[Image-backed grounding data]
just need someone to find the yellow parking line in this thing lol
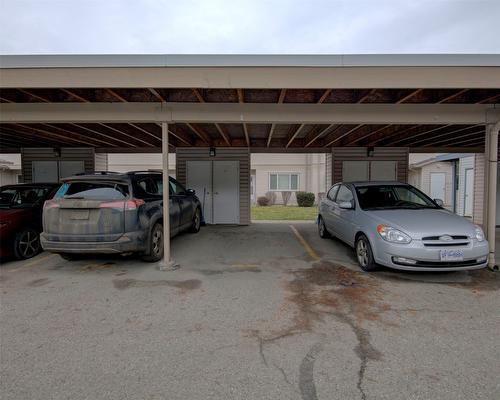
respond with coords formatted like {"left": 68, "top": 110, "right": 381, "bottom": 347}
{"left": 9, "top": 253, "right": 58, "bottom": 272}
{"left": 289, "top": 225, "right": 320, "bottom": 262}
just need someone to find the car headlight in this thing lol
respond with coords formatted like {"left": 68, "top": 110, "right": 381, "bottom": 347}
{"left": 377, "top": 224, "right": 412, "bottom": 244}
{"left": 474, "top": 225, "right": 485, "bottom": 242}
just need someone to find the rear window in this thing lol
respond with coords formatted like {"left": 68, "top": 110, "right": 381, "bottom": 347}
{"left": 55, "top": 182, "right": 129, "bottom": 200}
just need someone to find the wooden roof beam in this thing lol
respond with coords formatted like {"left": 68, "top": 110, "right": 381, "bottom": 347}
{"left": 60, "top": 88, "right": 90, "bottom": 103}
{"left": 70, "top": 123, "right": 134, "bottom": 147}
{"left": 437, "top": 89, "right": 469, "bottom": 103}
{"left": 324, "top": 124, "right": 363, "bottom": 147}
{"left": 106, "top": 89, "right": 128, "bottom": 103}
{"left": 99, "top": 123, "right": 158, "bottom": 147}
{"left": 286, "top": 124, "right": 305, "bottom": 148}
{"left": 11, "top": 123, "right": 97, "bottom": 146}
{"left": 148, "top": 88, "right": 166, "bottom": 102}
{"left": 215, "top": 123, "right": 231, "bottom": 146}
{"left": 192, "top": 89, "right": 205, "bottom": 103}
{"left": 396, "top": 89, "right": 423, "bottom": 103}
{"left": 42, "top": 123, "right": 118, "bottom": 147}
{"left": 186, "top": 123, "right": 211, "bottom": 145}
{"left": 17, "top": 89, "right": 51, "bottom": 103}
{"left": 304, "top": 124, "right": 335, "bottom": 147}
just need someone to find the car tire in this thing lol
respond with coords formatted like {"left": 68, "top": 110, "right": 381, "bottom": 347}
{"left": 13, "top": 227, "right": 41, "bottom": 260}
{"left": 189, "top": 208, "right": 201, "bottom": 233}
{"left": 318, "top": 216, "right": 331, "bottom": 239}
{"left": 142, "top": 223, "right": 164, "bottom": 262}
{"left": 59, "top": 253, "right": 81, "bottom": 261}
{"left": 355, "top": 234, "right": 378, "bottom": 272}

| Problem to solve |
Count every line that holds the word "thing" in the entries, and state the result alone.

| Response for this exercise |
5